Copy each line of the data beneath in which the word "suit" appears.

☆ ☆ ☆ ☆

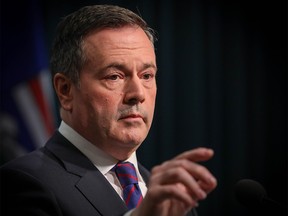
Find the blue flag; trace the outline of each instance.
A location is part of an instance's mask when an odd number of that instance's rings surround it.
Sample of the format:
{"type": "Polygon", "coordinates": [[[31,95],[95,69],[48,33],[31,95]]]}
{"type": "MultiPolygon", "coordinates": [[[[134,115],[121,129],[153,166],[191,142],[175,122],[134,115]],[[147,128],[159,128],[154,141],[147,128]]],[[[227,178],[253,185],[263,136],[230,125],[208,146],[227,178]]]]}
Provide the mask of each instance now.
{"type": "Polygon", "coordinates": [[[43,146],[55,129],[41,15],[36,0],[1,2],[2,162],[43,146]]]}

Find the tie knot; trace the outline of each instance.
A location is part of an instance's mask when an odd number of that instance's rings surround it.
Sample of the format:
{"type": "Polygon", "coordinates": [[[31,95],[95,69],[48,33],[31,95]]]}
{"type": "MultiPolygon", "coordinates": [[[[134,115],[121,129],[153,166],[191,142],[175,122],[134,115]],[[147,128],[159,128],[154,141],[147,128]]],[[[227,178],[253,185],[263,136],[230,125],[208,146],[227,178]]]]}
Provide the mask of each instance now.
{"type": "Polygon", "coordinates": [[[115,166],[115,173],[122,188],[130,184],[138,183],[135,167],[130,162],[119,162],[115,166]]]}

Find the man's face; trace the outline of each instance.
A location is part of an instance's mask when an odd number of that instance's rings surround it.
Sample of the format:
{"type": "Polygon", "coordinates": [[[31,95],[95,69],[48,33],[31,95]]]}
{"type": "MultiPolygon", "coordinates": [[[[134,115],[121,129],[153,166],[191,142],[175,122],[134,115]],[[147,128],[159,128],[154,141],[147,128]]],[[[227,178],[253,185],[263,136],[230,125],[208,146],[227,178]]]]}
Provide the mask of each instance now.
{"type": "Polygon", "coordinates": [[[105,29],[85,38],[87,63],[73,86],[73,127],[118,159],[146,138],[156,98],[154,48],[141,28],[105,29]]]}

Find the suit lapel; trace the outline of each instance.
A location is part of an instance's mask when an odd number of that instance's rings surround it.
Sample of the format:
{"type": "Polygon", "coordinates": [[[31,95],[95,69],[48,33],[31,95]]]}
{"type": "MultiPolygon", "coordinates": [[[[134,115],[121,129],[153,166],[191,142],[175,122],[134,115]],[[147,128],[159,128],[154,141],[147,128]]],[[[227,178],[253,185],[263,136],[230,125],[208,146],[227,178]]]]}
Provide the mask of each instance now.
{"type": "Polygon", "coordinates": [[[128,211],[101,172],[59,132],[48,141],[46,148],[63,163],[67,172],[79,176],[76,188],[101,215],[116,216],[128,211]]]}
{"type": "Polygon", "coordinates": [[[138,162],[138,169],[144,182],[146,183],[146,185],[148,185],[150,172],[139,162],[138,162]]]}
{"type": "Polygon", "coordinates": [[[102,215],[116,216],[128,211],[123,200],[99,171],[87,172],[76,187],[102,215]]]}

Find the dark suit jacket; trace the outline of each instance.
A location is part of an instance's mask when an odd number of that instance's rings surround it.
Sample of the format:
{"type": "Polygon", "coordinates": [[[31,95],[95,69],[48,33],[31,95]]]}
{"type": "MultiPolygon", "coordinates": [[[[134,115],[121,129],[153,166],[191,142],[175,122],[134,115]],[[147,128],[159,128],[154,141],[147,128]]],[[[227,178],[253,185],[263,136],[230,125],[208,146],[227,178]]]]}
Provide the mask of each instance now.
{"type": "MultiPolygon", "coordinates": [[[[149,172],[141,164],[139,171],[148,182],[149,172]]],[[[3,216],[119,216],[127,212],[101,172],[59,132],[43,148],[1,167],[0,177],[3,216]]]]}

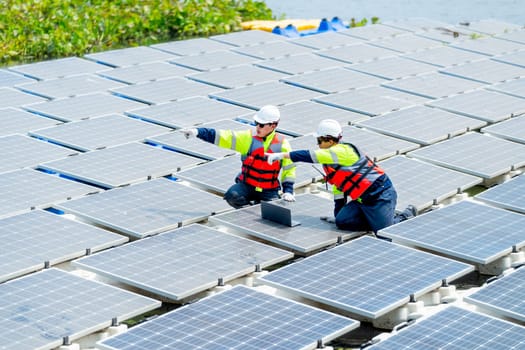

☆ ☆ ☆ ☆

## [Response to the task]
Find the suit lapel; trace the outline of each instance.
Find the dark suit jacket; trace the outline of each instance.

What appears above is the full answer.